The problem :: Please set down, word for word, each line from the one containing "ok i need to grab the blossom" through the final line of the records below, both included, and nothing else.

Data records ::
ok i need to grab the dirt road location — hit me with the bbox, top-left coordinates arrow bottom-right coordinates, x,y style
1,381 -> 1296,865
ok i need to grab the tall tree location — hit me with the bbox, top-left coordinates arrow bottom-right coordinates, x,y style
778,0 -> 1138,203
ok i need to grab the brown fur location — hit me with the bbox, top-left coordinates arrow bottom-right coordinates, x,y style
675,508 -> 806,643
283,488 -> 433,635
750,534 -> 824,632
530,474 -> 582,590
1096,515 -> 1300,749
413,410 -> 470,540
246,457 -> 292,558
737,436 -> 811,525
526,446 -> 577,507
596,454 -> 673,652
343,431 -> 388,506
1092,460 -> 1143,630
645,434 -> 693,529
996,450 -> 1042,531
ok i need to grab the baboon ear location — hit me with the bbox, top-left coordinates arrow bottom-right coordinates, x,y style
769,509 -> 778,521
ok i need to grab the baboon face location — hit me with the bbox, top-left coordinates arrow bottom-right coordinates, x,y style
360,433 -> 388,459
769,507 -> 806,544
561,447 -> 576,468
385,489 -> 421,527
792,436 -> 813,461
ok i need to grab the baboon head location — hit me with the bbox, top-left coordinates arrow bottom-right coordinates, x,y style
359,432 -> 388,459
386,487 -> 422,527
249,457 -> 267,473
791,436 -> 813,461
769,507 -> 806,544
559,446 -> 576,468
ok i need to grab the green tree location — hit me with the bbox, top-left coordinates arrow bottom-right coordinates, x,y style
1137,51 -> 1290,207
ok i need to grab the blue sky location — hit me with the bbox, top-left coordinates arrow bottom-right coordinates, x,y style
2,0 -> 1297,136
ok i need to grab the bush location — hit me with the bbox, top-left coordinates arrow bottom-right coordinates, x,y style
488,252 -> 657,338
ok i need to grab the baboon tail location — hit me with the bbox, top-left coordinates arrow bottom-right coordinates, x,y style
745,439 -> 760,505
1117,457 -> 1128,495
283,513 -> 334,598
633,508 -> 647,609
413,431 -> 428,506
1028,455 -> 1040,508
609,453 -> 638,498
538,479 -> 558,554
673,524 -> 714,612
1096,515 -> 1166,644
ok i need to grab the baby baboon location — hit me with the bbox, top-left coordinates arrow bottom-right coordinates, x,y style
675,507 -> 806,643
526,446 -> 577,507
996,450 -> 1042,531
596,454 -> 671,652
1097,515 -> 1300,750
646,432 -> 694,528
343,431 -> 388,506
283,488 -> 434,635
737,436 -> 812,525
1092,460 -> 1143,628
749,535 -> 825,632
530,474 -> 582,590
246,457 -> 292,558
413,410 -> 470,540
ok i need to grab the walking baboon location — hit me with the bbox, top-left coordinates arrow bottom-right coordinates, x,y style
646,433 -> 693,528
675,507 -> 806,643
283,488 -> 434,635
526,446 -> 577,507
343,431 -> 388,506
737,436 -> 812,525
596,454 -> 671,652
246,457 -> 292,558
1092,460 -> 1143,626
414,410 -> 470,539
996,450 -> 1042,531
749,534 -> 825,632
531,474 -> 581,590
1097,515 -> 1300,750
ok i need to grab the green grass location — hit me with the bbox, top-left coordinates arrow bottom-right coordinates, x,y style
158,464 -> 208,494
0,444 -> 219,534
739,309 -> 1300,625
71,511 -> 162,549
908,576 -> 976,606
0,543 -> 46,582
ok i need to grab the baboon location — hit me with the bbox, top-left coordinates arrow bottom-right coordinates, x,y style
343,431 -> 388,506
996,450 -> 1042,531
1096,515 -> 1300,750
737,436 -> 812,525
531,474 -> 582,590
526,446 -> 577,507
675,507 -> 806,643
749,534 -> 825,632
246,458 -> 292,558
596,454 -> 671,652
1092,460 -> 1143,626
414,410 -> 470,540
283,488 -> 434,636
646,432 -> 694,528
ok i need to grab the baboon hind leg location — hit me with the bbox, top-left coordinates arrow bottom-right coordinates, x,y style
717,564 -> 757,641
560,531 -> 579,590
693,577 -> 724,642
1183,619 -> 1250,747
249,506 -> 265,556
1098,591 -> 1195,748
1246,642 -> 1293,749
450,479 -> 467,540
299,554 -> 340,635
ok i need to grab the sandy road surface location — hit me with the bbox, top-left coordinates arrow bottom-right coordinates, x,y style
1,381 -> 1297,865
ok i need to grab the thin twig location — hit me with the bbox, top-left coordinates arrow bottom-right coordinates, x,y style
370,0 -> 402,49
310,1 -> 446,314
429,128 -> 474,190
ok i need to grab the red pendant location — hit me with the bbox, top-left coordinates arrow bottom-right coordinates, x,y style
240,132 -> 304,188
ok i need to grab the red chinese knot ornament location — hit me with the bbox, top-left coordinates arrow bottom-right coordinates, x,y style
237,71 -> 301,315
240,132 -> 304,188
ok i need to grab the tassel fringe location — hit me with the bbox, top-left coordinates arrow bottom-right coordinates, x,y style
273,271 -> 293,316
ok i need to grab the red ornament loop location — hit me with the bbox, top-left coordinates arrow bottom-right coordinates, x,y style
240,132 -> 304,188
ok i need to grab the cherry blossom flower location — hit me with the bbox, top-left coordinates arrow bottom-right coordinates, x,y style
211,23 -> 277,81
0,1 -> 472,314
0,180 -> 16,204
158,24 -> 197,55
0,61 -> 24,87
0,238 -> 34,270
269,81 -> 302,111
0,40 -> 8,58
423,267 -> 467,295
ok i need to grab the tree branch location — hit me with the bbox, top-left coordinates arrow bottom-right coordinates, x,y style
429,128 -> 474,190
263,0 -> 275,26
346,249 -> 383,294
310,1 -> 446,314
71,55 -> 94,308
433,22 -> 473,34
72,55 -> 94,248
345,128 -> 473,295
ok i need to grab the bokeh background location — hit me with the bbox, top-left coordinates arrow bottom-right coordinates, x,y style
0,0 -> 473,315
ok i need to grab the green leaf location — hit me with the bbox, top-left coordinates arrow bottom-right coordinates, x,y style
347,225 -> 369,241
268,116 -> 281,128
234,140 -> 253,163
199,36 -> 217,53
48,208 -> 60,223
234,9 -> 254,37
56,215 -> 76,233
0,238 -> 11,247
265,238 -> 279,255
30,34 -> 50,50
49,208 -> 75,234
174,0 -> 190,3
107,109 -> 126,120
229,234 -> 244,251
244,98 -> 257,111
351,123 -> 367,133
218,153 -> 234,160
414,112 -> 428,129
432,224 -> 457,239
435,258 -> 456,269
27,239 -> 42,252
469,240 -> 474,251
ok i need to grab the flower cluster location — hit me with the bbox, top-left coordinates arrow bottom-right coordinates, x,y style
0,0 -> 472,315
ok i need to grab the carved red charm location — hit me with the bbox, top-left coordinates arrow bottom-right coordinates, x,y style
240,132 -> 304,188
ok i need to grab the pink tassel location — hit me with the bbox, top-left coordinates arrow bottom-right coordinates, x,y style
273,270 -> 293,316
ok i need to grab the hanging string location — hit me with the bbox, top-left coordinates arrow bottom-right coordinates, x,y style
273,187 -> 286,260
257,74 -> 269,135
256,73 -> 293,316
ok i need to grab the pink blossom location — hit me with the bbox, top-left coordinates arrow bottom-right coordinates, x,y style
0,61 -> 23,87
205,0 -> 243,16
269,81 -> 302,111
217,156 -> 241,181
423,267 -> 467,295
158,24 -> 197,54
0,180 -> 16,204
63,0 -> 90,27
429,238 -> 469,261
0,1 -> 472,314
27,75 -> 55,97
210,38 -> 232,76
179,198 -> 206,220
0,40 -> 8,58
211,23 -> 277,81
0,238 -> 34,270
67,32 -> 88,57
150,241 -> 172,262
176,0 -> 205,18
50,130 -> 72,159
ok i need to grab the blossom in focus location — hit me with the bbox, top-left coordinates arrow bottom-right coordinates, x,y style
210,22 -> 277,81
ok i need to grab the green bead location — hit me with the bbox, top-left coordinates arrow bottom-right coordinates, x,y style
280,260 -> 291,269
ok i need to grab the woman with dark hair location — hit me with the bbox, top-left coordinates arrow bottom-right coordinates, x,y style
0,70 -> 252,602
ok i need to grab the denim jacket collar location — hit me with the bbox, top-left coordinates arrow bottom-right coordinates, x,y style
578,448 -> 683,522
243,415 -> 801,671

Output of the task ::
ok i need to grab the blossom in focus location — hit me with the bbox, top-left coordinates arrow bottom-right coordinates, x,y style
210,22 -> 277,81
ok i need to grab the green bead location — hit me with the bbox, top-left coordinates arrow bottom-right coordinates, x,y style
280,260 -> 291,269
ok i need to grab the woman with dark hair location — hit me with the bbox, top-left coordinates arrow bottom-right coordinates, x,y style
0,70 -> 252,602
ok i need to grab the denim jacket collar location — hit me with the bbox, top-left coordinates arrow bottom-right coordinates, x,y style
578,448 -> 683,522
243,415 -> 801,671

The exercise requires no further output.